------ Given data ------
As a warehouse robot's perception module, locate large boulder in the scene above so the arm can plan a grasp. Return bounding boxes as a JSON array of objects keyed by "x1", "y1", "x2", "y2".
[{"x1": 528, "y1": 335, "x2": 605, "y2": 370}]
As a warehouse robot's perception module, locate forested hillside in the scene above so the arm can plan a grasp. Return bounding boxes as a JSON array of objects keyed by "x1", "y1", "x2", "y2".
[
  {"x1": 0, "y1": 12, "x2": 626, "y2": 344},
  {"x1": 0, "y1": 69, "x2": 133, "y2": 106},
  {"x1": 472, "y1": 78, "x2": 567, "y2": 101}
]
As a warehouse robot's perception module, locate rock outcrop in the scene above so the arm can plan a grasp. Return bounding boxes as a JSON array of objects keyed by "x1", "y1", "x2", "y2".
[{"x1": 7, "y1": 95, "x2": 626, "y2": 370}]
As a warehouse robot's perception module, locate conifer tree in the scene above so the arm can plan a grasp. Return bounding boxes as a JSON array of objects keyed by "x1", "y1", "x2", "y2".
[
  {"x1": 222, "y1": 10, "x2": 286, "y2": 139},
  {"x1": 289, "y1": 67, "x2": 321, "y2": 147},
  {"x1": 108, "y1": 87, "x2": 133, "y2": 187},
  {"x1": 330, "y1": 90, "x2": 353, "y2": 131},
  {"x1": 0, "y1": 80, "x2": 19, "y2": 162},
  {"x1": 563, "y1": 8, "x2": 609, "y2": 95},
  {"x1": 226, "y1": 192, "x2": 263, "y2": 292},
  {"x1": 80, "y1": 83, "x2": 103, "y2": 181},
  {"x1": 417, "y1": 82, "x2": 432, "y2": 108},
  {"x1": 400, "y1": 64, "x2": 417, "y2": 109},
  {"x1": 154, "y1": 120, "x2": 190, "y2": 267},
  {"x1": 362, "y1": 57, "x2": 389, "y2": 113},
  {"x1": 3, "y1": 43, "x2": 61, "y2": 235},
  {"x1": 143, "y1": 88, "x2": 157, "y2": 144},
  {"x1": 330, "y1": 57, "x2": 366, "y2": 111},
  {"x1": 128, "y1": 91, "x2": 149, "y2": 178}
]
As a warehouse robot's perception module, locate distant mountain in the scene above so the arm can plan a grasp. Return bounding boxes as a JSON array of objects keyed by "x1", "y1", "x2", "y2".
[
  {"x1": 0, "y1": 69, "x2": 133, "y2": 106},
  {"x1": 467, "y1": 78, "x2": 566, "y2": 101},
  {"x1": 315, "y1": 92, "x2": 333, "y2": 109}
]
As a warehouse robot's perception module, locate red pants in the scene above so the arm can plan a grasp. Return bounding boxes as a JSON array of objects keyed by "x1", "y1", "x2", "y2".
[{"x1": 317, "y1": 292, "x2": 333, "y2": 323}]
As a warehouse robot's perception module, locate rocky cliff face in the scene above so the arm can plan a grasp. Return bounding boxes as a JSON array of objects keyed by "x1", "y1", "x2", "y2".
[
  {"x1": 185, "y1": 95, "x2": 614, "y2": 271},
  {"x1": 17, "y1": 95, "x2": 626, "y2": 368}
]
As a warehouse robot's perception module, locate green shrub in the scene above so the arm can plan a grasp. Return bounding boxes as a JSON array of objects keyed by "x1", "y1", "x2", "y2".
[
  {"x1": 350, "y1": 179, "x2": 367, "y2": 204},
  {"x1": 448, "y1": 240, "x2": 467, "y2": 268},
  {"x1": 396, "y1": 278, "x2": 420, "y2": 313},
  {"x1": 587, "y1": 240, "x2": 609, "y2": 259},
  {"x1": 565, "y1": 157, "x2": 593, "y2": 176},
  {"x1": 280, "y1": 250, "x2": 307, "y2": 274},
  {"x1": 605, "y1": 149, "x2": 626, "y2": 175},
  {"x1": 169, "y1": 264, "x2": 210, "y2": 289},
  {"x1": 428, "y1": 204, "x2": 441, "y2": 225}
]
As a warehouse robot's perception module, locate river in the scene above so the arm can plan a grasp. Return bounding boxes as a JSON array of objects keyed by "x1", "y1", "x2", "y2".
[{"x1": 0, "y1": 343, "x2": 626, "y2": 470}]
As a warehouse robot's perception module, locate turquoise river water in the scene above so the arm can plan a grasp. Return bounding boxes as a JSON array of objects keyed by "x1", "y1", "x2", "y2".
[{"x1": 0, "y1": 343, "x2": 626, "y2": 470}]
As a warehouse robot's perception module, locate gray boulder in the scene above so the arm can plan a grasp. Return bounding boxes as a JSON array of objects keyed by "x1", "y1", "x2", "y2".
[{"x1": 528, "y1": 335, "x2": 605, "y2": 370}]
------
_Requirement_
Rewrite every entry above so that "perception module" becomes "vision system" and nothing else changes.

_Answer for the task_
As a warehouse robot's vision system, locate large boulder in the scene above so the arm can plan a grasp. Return bounding boxes as a JSON array of objects keyed by "x1", "y1", "x2", "y2".
[{"x1": 528, "y1": 335, "x2": 605, "y2": 370}]
As a warehouse robot's vision system, locate forested hillside in the scene above so the arm can plan a grasp. Return bounding boxes as a JSON array of objects keyed by "x1", "y1", "x2", "y2".
[
  {"x1": 0, "y1": 12, "x2": 626, "y2": 344},
  {"x1": 0, "y1": 69, "x2": 133, "y2": 106},
  {"x1": 472, "y1": 78, "x2": 567, "y2": 101}
]
As a warehouse robot's vision system, locate rock outcrop in the scene above so the arm can plan a grasp. Return bounding boxes as a JSON array of objects keyed by "x1", "y1", "x2", "y2".
[{"x1": 7, "y1": 95, "x2": 626, "y2": 370}]
As a warehouse robot's vision system, locate conifer tree in the scene above so the arm can plan a grasp. Return bounding boxes as a JSON array of objects keyed by "x1", "y1", "x2", "y2".
[
  {"x1": 222, "y1": 10, "x2": 286, "y2": 139},
  {"x1": 289, "y1": 67, "x2": 321, "y2": 147},
  {"x1": 108, "y1": 87, "x2": 133, "y2": 187},
  {"x1": 330, "y1": 90, "x2": 353, "y2": 131},
  {"x1": 0, "y1": 80, "x2": 19, "y2": 162},
  {"x1": 563, "y1": 8, "x2": 609, "y2": 95},
  {"x1": 226, "y1": 192, "x2": 263, "y2": 292},
  {"x1": 80, "y1": 83, "x2": 103, "y2": 181},
  {"x1": 417, "y1": 82, "x2": 432, "y2": 108},
  {"x1": 400, "y1": 64, "x2": 417, "y2": 109},
  {"x1": 154, "y1": 120, "x2": 190, "y2": 267},
  {"x1": 362, "y1": 57, "x2": 389, "y2": 113},
  {"x1": 3, "y1": 43, "x2": 61, "y2": 235},
  {"x1": 143, "y1": 88, "x2": 157, "y2": 144},
  {"x1": 330, "y1": 57, "x2": 366, "y2": 111},
  {"x1": 128, "y1": 91, "x2": 149, "y2": 178}
]
As a warehouse robot's vision system, locate distant mountain in the scene above so the arm can plan a grasp. Return bounding boxes as a JSON array of objects keyed by "x1", "y1", "x2", "y2".
[
  {"x1": 0, "y1": 69, "x2": 133, "y2": 106},
  {"x1": 467, "y1": 78, "x2": 566, "y2": 101},
  {"x1": 315, "y1": 92, "x2": 333, "y2": 109}
]
As a warehouse robot's vision system, locate red pants in the scene above so the arm can plan a grasp. Return bounding boxes as a JSON array of objects keyed by "x1", "y1", "x2", "y2".
[{"x1": 317, "y1": 292, "x2": 333, "y2": 323}]
As a warehouse robot's vision system, locate rocky cliff face in the scene above so the arm can plan a grasp. Return bounding boxes as a JSON array of objects keyed by "x1", "y1", "x2", "y2".
[
  {"x1": 185, "y1": 95, "x2": 614, "y2": 271},
  {"x1": 17, "y1": 95, "x2": 626, "y2": 368}
]
As a warehouse robot's vision system, locate green shrub in the scene above so the arm can plan a grasp. Return bounding boxes as a JSON array of objects keyed by "x1", "y1", "x2", "y2".
[
  {"x1": 350, "y1": 179, "x2": 367, "y2": 204},
  {"x1": 448, "y1": 240, "x2": 467, "y2": 268},
  {"x1": 396, "y1": 278, "x2": 420, "y2": 313},
  {"x1": 587, "y1": 240, "x2": 609, "y2": 259},
  {"x1": 565, "y1": 157, "x2": 593, "y2": 176},
  {"x1": 280, "y1": 250, "x2": 307, "y2": 274},
  {"x1": 605, "y1": 149, "x2": 626, "y2": 175},
  {"x1": 169, "y1": 264, "x2": 210, "y2": 289},
  {"x1": 428, "y1": 204, "x2": 441, "y2": 225}
]
As a warehouse robot's vision system, locate river in the scene above so the arm can plan a grasp. Return bounding boxes as a JSON array of objects keyed by "x1", "y1", "x2", "y2".
[{"x1": 0, "y1": 343, "x2": 626, "y2": 470}]
As a warehouse robot's vision system, locate turquoise river water in the scene above so the arm can plan a grasp. Return bounding boxes as a JSON array of objects keyed by "x1", "y1", "x2", "y2".
[{"x1": 0, "y1": 343, "x2": 626, "y2": 470}]
As a warehouse robot's vision system, locate gray boulder in the scene above so the arm can plan a grasp. Return bounding boxes as a JSON array of objects keyed by "x1", "y1", "x2", "y2".
[{"x1": 528, "y1": 335, "x2": 605, "y2": 370}]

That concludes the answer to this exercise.